§ PROBLEM DETAILS
Pull every line from the records that has the word "forewing" in it.

------

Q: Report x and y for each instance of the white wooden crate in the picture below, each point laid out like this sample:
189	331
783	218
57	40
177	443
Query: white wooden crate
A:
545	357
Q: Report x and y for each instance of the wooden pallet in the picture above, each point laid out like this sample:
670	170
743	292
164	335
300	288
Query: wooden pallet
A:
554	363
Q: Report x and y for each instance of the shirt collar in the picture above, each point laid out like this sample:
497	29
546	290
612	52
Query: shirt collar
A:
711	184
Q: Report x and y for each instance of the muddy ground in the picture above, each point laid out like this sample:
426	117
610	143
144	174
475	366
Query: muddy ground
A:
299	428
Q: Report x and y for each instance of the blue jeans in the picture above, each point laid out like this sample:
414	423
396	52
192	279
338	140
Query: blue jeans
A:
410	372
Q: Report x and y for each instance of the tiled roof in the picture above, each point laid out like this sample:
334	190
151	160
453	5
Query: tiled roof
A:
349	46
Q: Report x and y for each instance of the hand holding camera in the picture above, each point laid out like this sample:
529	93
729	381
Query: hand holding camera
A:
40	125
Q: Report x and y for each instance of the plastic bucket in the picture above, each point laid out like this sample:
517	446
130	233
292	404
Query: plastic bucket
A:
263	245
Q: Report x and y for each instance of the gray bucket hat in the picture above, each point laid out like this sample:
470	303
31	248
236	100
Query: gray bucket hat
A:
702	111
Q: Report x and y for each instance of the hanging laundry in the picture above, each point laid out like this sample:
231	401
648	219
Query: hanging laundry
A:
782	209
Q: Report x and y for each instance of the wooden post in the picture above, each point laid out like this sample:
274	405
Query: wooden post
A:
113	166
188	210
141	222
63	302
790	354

------

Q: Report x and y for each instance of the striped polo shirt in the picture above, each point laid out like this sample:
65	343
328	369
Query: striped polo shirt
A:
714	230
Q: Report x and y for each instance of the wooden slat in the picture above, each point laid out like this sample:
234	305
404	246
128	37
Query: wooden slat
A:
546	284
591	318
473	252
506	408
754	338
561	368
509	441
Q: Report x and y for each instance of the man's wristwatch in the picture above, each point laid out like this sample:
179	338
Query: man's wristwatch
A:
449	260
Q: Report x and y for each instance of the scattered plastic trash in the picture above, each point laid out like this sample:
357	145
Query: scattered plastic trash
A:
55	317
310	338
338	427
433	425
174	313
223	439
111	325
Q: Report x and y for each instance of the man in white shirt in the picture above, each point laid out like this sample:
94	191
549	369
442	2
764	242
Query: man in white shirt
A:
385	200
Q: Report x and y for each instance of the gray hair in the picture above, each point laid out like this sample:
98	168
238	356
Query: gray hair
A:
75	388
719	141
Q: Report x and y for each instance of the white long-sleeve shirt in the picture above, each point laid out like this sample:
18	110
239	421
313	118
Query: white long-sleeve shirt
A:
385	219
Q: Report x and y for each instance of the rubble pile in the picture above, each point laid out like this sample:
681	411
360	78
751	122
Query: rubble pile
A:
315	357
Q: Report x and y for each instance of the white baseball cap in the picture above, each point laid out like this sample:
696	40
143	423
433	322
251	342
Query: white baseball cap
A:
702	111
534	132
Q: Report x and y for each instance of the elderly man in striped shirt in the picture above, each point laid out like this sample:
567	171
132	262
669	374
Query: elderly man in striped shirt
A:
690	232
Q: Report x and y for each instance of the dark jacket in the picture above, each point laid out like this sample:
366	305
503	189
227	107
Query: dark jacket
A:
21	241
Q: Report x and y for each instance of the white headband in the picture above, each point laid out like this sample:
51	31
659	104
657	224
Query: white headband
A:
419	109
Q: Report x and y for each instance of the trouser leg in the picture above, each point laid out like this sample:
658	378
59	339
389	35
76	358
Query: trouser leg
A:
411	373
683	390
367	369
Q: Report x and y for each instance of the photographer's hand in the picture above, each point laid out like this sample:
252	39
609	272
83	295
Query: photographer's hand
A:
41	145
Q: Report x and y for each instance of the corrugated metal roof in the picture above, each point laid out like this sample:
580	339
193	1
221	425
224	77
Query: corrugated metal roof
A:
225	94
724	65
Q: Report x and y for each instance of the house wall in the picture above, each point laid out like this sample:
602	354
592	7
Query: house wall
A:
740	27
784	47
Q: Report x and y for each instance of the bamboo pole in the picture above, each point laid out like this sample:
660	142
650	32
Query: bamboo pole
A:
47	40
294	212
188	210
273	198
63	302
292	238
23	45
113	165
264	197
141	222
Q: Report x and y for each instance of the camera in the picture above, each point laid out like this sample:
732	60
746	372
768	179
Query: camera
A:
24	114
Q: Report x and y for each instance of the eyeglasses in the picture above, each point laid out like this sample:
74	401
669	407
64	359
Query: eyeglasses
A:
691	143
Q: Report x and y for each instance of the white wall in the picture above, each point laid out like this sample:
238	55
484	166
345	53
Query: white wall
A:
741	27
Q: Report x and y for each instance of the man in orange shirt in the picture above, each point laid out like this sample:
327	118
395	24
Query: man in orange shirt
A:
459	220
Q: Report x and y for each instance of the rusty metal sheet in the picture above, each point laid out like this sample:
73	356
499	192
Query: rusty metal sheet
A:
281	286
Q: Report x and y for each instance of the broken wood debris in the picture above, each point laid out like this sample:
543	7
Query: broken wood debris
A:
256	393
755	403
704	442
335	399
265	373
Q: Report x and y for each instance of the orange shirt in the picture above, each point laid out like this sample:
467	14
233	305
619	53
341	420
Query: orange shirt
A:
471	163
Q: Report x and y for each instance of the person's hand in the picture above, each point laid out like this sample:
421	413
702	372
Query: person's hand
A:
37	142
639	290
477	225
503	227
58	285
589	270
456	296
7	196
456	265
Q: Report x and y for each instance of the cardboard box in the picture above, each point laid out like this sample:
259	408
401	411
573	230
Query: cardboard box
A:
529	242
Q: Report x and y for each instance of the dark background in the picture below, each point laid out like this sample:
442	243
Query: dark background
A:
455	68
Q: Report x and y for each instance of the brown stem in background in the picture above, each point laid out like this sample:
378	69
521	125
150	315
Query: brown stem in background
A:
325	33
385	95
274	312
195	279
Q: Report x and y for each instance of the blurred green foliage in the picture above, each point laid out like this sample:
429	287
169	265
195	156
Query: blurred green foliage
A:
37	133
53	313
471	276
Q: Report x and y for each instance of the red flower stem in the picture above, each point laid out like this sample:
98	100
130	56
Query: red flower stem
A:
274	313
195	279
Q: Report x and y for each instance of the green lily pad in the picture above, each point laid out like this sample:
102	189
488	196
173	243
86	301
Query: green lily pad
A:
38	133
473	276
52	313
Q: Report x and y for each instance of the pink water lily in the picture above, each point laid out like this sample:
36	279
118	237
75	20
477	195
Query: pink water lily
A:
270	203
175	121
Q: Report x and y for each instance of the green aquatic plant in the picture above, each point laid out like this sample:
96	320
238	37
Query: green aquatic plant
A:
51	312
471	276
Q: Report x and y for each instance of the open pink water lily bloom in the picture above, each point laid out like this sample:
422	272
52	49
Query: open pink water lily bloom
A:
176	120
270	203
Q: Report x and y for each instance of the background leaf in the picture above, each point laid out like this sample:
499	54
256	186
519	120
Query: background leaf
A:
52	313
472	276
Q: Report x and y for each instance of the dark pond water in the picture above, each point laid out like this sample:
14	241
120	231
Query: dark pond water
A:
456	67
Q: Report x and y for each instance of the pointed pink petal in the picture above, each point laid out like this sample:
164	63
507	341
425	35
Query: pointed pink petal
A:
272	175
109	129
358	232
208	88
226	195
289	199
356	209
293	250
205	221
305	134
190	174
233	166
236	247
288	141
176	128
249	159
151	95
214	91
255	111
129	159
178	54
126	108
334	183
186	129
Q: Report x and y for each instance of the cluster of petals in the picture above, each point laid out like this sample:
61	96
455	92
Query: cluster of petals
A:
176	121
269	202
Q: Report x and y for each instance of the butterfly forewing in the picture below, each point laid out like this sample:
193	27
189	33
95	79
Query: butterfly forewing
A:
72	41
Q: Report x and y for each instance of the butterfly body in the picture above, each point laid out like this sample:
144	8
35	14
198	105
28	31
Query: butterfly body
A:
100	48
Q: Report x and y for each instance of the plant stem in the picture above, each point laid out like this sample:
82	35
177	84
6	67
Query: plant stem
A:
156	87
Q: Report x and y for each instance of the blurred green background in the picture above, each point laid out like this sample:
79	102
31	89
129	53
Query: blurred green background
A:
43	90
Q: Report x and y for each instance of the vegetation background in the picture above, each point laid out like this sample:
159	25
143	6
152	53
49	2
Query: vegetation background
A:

------

§ SOLUTION TO THE PROBLEM
Q: Report x and y for each instance of the butterfly forewing in the picture below, each point laid out like this sample:
Query: butterfly forewing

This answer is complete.